### Exercise instructions
Go through the listing below and list every line with "field".

### Available records
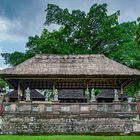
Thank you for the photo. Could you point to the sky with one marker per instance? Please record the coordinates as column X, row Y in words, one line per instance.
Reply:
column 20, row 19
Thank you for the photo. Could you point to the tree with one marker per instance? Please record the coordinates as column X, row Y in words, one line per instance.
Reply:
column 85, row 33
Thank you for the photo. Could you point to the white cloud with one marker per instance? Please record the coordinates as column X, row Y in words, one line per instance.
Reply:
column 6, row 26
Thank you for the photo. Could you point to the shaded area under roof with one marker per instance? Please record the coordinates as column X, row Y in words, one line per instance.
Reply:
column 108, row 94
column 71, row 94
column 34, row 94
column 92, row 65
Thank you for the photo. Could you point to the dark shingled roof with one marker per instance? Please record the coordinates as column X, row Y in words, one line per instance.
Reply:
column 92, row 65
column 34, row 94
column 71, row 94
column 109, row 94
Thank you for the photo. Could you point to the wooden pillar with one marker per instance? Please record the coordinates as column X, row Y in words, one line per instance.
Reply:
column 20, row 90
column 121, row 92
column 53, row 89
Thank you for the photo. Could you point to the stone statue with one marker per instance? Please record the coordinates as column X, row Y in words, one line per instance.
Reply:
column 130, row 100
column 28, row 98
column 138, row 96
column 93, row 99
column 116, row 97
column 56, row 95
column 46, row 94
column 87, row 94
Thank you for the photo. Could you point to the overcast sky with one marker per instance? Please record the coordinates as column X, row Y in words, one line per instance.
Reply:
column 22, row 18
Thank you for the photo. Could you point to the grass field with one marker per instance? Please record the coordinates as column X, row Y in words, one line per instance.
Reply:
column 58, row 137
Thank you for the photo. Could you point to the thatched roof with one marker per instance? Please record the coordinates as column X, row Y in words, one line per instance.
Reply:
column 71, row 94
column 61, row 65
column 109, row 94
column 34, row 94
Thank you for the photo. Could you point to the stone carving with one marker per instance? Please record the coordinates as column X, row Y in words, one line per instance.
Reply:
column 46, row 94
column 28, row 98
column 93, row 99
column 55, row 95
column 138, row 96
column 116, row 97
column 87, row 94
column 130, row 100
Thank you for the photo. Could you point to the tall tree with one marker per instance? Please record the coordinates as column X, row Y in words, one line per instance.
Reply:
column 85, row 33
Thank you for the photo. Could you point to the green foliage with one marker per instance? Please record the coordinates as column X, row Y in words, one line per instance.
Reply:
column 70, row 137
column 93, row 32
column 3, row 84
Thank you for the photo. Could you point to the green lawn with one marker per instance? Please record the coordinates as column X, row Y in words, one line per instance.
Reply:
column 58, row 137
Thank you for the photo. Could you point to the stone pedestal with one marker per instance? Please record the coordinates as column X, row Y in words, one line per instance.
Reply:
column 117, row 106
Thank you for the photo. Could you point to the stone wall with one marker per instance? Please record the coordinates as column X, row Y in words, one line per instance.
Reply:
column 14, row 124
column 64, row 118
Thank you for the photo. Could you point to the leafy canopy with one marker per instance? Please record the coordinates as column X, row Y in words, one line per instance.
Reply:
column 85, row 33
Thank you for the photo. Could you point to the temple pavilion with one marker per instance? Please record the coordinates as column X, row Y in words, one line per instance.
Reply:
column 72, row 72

* * *

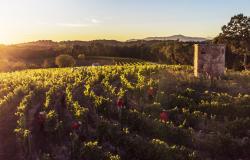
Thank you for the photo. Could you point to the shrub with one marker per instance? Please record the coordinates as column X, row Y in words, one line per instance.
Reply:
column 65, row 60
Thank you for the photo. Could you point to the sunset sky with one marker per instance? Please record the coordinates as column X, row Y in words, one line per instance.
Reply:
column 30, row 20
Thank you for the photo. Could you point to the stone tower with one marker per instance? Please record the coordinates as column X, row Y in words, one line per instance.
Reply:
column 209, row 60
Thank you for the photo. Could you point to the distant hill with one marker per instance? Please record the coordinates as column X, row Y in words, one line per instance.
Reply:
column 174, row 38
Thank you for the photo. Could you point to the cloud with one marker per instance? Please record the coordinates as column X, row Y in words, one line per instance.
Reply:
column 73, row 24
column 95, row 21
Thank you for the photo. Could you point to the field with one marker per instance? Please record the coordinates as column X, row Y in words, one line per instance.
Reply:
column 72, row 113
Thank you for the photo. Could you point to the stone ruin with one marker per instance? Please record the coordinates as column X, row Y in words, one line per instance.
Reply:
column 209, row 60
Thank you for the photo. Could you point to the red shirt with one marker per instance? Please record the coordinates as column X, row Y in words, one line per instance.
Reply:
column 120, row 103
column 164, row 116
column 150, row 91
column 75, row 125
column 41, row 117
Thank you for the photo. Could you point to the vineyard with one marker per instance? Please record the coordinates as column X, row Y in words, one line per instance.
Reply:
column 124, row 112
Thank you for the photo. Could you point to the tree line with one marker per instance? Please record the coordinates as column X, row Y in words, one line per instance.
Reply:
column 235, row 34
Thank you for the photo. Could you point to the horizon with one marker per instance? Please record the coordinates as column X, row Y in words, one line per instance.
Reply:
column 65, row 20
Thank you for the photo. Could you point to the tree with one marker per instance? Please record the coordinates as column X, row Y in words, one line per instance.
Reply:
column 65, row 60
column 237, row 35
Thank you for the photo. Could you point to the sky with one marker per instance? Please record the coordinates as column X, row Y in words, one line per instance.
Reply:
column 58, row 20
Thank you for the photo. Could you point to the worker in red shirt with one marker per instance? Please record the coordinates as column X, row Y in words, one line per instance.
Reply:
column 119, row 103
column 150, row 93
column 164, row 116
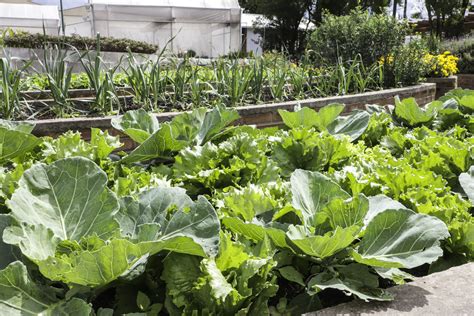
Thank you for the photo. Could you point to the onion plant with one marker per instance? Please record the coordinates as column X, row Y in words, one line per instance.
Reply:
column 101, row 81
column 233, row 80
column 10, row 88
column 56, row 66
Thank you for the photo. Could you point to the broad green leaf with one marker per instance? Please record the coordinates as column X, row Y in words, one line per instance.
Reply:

### Your solution
Thank you for the photo. Could you point to the grass field with one marker per instance? Please record the coordinates as column X, row Y in words, one line per instance.
Thank you for the photo. Could you point to the field with one marker per instance? Please record the coordinates as column X, row Y in words, one line per instance.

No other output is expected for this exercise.